* EXCERPTED TEXT
2.Who had the best strike rate (min 100 runs)?


In [None]:
filtered_df=df[(df["Batting_Strike_Rate"]>100) & (df["Balls_Faced"]>=100)]
best_rate=filtered_df.sort_values(by="Batting_Strike_Rate",ascending=False).head(1)
print(best_rate[["Player_Name", "Runs_Scored", "Balls_Faced", "Batting_Strike_Rate"]])

3.Top 5 players with the most 50s and 100s?


In [None]:
half_centuries=df.groupby("Player_Name")["Half_Centuries"].sum().sort_values(ascending=False).head(5)
print("Most 50s by player")
print(half_centuries)
centuries=df.groupby("Player_Name")["Centuries"].sum().sort_values(ascending=False).head(5)
print("\nMost 100s by player\n")
print(centuries)




4.Top players with best batting average (min 200 runs)?

In [None]:
filtered_df=df[df["Runs_Scored"]>200]
best_avg=filtered_df.groupby("Player_Name")["Batting_Average"].mean().sort_values(ascending=False).head(5)
print(best_avg)

* DATA SHOWN
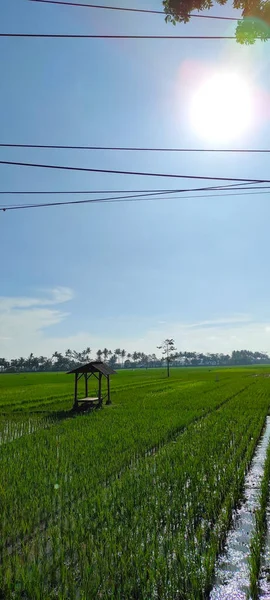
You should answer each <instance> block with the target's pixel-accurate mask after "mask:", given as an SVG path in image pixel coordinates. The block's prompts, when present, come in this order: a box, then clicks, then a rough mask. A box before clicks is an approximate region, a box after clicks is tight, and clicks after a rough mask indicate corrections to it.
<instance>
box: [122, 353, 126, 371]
mask: <svg viewBox="0 0 270 600" xmlns="http://www.w3.org/2000/svg"><path fill="white" fill-rule="evenodd" d="M125 356H126V351H125V350H121V358H122V367H123V364H124V359H125Z"/></svg>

* WHAT THE EXERCISE ASKS
Write out the passage of the cricket statistics excerpt above from "4.Top players with" up to and including "print(best_avg)", copying it word for word.

* TASK RESPONSE
4.Top players with best batting average (min 200 runs)?

In [None]:
filtered_df=df[df["Runs_Scored"]>200]
best_avg=filtered_df.groupby("Player_Name")["Batting_Average"].mean().sort_values(ascending=False).head(5)
print(best_avg)